**Textabschnitt:**
+ + + + + + +

Reality-TV ist oberflächlich und unterkomplex. Zwei valide Gründe, warum ich mich in meiner Vergangenheit wenig mit Reality-Formaten beschäftigt habe. Neben der ein oder anderen Staffel des Dschungelcamps oder Big Brother als Jugendsünde, habe ich das Genre gemieden. Doch Love Is Blind: Germany soll anders sein. Das Konzept der Dating-Show soll die Oberflächlichkeit beim Kennenlernen aufbrechen. Dazu ist das die erste deutsche Staffel einer erfolgreichen internationalen Produktion. Warum also nicht der Show eine Chance geben?
Worum geht es eigentlich bei Love is Blind?
Love Is Blind: Germany ist der deutsche Ableger der gleichnamigen US-Show. In der Dating-Show versuchen Singles zueinander zu finden, ohne sich zu sehen. In sogenannten Pods lernen sich die Kandidat:innen untereinander kennen, obwohl eine Trennwand verhindert, dass jeder den jeweils anderen sieht. Wenn die Chemie stimmt, macht der Mann den Antrag und die beiden dürfen sich zum ersten Mal sehen. Einen Monat später wird geheiratet – ja, ihr habt richtig gehört: geheiratet.

+ + + + + + +

**Rohdaten:**
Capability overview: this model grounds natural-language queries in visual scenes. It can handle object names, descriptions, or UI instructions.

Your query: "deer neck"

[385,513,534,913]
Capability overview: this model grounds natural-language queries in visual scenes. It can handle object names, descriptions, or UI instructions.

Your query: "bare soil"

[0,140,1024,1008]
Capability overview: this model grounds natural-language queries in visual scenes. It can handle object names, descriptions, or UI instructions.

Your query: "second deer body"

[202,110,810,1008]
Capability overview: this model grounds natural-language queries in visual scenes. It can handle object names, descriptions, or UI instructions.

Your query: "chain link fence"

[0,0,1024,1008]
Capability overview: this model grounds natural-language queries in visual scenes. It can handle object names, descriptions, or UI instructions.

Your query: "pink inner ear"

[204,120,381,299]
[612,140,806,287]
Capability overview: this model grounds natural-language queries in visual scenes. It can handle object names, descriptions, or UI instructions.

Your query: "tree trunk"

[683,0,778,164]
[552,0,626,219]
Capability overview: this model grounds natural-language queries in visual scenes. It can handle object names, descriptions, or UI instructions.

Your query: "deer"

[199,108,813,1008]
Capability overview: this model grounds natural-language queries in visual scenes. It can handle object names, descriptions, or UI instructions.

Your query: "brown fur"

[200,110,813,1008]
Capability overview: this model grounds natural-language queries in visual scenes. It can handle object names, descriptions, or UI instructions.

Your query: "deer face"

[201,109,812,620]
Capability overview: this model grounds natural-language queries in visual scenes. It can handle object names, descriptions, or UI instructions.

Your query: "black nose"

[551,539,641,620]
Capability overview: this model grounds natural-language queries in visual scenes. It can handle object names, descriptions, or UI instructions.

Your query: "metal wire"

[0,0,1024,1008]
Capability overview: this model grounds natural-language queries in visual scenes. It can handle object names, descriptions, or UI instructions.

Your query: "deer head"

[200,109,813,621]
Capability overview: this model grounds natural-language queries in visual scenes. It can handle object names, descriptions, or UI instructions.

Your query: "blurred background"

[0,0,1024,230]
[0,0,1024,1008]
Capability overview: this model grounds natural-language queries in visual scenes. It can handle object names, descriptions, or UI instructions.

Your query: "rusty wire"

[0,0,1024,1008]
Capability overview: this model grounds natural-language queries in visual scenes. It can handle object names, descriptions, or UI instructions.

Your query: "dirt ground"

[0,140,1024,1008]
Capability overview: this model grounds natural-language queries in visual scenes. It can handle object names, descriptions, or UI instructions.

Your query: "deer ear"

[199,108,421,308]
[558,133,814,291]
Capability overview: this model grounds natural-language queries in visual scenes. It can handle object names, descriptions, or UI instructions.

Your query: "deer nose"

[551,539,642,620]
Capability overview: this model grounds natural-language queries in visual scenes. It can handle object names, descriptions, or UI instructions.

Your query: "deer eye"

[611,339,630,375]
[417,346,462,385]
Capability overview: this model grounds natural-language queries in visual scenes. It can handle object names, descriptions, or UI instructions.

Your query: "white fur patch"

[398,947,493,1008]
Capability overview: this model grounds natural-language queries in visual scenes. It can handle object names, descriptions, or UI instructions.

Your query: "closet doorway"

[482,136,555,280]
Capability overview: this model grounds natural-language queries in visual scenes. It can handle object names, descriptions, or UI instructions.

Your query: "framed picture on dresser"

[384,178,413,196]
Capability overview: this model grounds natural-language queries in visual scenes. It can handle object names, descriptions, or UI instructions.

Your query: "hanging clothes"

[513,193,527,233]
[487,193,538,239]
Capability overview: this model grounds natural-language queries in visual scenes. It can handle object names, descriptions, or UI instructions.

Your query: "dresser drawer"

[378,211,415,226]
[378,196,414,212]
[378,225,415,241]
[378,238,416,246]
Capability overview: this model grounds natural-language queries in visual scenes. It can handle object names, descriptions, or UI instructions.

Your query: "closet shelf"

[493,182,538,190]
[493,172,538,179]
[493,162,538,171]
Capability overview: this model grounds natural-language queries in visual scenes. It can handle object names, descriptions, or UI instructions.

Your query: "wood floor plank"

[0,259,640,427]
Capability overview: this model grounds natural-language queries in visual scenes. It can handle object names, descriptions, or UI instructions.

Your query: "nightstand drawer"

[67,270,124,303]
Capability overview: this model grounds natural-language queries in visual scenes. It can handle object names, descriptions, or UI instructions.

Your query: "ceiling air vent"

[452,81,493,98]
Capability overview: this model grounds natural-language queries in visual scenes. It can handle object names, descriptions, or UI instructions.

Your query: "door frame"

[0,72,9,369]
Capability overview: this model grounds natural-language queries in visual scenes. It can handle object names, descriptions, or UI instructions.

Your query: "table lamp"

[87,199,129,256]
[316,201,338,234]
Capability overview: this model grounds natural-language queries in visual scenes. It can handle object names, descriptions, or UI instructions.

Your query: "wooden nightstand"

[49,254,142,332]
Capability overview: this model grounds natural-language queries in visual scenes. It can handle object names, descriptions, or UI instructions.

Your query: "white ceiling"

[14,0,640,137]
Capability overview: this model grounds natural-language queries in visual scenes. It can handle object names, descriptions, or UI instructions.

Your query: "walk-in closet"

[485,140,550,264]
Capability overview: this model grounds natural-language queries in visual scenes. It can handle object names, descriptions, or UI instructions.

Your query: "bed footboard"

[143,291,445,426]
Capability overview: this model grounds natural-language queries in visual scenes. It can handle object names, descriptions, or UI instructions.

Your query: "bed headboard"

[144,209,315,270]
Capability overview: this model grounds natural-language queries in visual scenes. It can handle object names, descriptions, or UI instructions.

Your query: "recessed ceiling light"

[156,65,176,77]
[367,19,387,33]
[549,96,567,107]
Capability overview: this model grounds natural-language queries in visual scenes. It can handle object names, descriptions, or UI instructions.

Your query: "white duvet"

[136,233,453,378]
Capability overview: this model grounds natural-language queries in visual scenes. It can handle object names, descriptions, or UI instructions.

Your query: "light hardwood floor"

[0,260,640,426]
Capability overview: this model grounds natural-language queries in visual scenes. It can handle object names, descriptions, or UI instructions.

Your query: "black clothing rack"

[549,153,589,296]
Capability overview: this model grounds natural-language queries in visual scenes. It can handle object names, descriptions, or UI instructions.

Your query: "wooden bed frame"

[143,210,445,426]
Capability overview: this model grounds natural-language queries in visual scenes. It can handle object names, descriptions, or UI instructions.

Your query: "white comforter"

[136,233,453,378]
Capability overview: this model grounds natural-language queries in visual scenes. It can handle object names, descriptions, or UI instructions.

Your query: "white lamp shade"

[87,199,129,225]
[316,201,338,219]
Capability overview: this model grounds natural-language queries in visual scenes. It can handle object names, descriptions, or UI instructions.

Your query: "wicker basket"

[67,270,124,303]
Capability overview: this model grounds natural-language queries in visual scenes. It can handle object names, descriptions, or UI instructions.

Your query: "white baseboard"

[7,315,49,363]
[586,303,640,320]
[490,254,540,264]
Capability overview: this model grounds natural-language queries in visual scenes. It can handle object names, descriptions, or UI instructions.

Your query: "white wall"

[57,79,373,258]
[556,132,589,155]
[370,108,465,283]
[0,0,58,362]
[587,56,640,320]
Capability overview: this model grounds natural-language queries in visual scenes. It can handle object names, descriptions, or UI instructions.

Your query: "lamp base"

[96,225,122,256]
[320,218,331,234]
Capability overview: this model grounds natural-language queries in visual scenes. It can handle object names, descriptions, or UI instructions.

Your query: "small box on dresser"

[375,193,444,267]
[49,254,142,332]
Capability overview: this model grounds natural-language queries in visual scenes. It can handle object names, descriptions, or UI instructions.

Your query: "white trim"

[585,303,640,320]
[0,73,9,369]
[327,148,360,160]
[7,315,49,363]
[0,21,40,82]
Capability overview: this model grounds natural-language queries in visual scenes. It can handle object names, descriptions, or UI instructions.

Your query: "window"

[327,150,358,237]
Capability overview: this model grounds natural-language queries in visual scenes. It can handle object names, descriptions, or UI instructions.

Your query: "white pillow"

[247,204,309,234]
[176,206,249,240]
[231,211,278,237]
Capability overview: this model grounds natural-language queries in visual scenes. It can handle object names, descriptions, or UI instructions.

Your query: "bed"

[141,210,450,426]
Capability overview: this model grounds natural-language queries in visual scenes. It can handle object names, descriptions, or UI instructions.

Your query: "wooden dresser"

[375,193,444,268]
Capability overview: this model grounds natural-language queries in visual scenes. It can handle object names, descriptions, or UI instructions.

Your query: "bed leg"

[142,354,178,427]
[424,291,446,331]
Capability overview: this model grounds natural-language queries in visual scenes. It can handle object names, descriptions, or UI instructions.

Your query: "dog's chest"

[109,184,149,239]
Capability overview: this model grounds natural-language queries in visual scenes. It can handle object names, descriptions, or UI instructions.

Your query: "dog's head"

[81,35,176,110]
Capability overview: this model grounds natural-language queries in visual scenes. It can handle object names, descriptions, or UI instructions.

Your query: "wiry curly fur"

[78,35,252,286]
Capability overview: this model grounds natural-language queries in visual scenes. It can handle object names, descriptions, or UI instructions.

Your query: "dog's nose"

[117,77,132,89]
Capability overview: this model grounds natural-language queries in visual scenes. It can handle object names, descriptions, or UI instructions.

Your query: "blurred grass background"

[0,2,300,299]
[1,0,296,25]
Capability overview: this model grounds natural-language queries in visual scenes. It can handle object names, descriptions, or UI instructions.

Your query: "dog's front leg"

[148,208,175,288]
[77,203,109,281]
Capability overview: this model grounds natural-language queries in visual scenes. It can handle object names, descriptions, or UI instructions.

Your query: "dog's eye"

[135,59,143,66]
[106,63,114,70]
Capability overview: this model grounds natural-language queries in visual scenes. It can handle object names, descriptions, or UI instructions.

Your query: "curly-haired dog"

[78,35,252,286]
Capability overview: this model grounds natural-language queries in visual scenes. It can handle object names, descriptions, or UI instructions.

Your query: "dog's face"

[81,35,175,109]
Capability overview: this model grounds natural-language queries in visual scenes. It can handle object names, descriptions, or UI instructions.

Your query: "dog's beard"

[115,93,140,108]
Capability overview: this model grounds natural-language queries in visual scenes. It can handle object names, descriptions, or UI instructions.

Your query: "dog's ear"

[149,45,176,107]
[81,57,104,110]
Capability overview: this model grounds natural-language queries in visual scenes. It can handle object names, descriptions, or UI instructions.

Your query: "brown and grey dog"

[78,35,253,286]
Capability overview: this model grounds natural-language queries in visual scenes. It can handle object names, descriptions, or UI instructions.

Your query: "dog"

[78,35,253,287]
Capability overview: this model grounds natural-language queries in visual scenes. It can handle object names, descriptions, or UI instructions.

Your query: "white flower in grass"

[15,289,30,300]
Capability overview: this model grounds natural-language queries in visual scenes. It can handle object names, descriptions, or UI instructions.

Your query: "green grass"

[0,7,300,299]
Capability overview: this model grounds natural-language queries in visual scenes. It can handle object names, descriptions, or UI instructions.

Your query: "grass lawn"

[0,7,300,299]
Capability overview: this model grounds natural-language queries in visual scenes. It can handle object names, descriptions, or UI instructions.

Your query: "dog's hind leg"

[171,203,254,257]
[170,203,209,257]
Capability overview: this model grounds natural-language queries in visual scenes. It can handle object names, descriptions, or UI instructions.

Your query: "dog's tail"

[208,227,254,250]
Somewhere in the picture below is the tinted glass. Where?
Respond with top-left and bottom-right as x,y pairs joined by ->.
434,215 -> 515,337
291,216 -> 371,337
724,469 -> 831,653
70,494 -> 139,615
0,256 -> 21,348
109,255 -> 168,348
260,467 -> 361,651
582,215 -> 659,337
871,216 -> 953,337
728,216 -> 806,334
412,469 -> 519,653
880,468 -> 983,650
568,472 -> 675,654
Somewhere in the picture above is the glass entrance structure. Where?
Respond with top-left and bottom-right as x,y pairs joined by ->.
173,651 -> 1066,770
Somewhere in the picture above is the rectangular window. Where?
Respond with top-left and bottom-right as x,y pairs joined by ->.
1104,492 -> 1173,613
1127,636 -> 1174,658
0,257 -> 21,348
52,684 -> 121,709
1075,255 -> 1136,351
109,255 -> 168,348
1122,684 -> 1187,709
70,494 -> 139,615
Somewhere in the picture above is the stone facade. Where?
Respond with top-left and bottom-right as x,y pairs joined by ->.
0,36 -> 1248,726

+ + + + + + +

**Aufgaben:**
• a. Zitiere aus dem Text über Love Is Blind: Germany die Stelle von „Love Is Blind: Germany ist“ bis einschließlich „richtig gehört: geheiratet.“.
• b. Beantworte anhand des Textes über Love Is Blind: Germany:
(i) Welche beiden Formate hat die schreibende Person früher als Jugendsünde geschaut?
(ii) Was verhindert in den Pods, dass die Kandidat:innen einander sehen?
(iii) Wie viel später wird geheiratet?

**Erwartete Ergebnisse:**
• a.
Love Is Blind: Germany ist der deutsche Ableger der gleichnamigen US-Show. In der Dating-Show versuchen Singles zueinander zu finden, ohne sich zu sehen. In sogenannten Pods lernen sich die Kandidat:innen untereinander kennen, obwohl eine Trennwand verhindert, dass jeder den jeweils anderen sieht. Wenn die Chemie stimmt, macht der Mann den Antrag und die beiden dürfen sich zum ersten Mal sehen. Einen Monat später wird geheiratet – ja, ihr habt richtig gehört: geheiratet.

• b.
(i) Das Dschungelcamp und Big Brother.
(ii) Eine Trennwand.
(iii) Einen Monat später.